DATA EXCERPTS –
:::::

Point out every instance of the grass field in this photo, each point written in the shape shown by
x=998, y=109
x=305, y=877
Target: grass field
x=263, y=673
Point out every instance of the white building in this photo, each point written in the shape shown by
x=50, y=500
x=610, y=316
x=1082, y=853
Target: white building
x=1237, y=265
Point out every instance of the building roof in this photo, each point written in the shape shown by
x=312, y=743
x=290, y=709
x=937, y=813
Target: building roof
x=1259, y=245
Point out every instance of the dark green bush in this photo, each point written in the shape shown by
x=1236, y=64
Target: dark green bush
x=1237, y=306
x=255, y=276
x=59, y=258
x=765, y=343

:::::

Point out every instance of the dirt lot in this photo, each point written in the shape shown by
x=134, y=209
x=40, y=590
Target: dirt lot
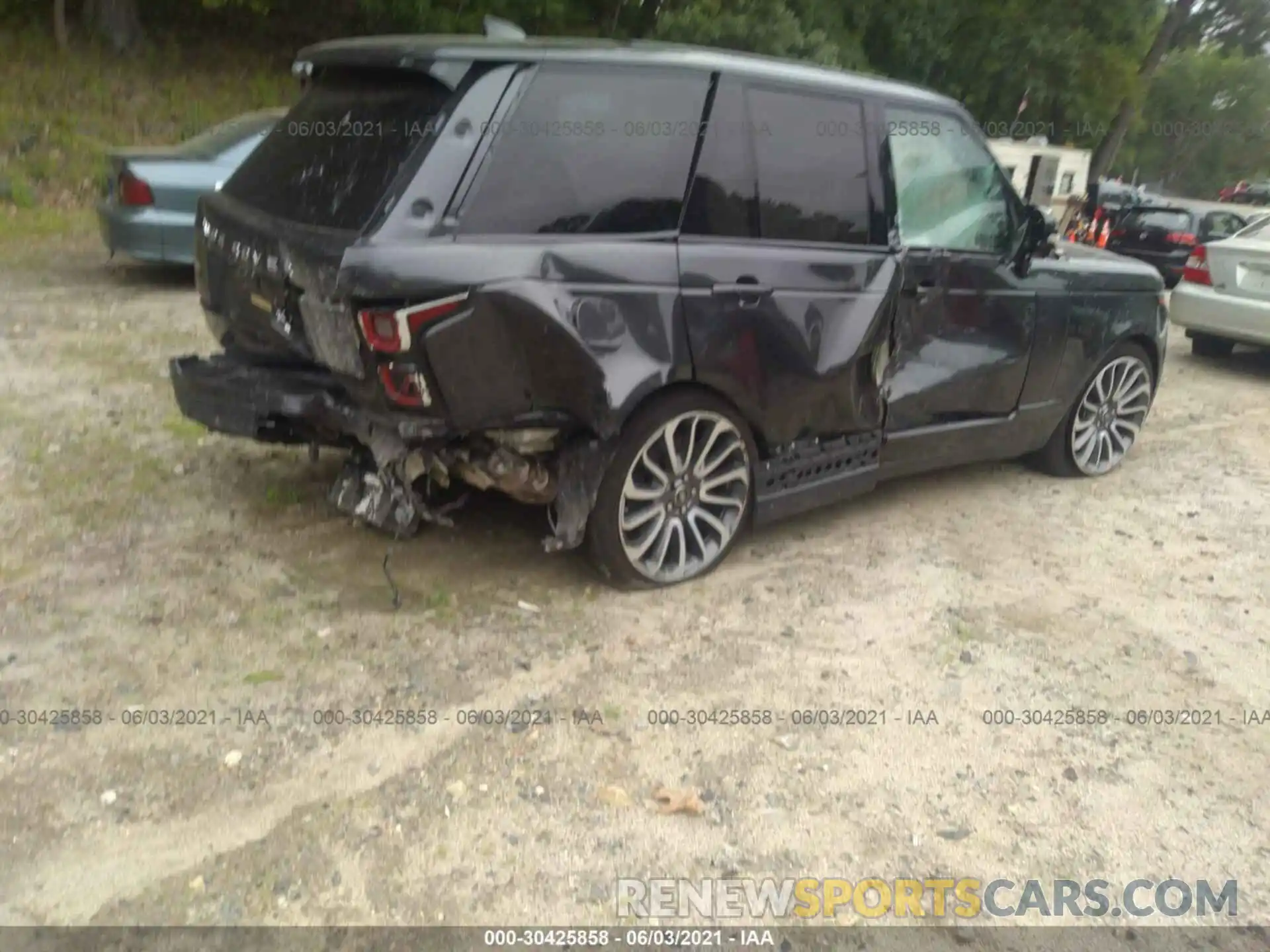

:::::

SET EXERCISE – Write out the rows between the line holding "Point out every instance of the dark" and the line holding "x=765, y=343", inclusive, copying them word for word.

WRITTEN ANSWER –
Point out every instance of the dark green bush in this photo, each point written in the shape shown by
x=1236, y=64
Target: dark green bush
x=1237, y=306
x=255, y=276
x=59, y=258
x=765, y=343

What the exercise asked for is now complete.